Items for labeling regions
◇ ◇ ◇ ◇ ◇

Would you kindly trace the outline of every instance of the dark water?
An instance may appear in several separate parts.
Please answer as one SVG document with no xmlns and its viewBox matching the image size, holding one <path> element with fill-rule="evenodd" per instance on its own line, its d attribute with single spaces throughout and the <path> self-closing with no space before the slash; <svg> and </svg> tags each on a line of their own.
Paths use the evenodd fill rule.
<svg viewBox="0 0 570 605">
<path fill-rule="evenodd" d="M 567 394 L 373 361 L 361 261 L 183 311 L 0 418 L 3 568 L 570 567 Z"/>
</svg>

◇ ◇ ◇ ◇ ◇

### Problem
Copy every line of the items above word for word, keeping each character and line break unchanged.

### Complete output
Would you kindly trace the outline of every instance of the dark water?
An instance may appear in several separate parts.
Please answer as one SVG document with no xmlns and its viewBox matching the image size, holding one <path> element with fill-rule="evenodd" per instance on its own line, its d attribute with single spaces throughout and the <path> self-closing with no space before the slash; <svg> and </svg> tags each on a line of their own.
Paths use the evenodd fill rule.
<svg viewBox="0 0 570 605">
<path fill-rule="evenodd" d="M 567 394 L 373 361 L 361 261 L 183 311 L 0 418 L 3 568 L 570 567 Z"/>
</svg>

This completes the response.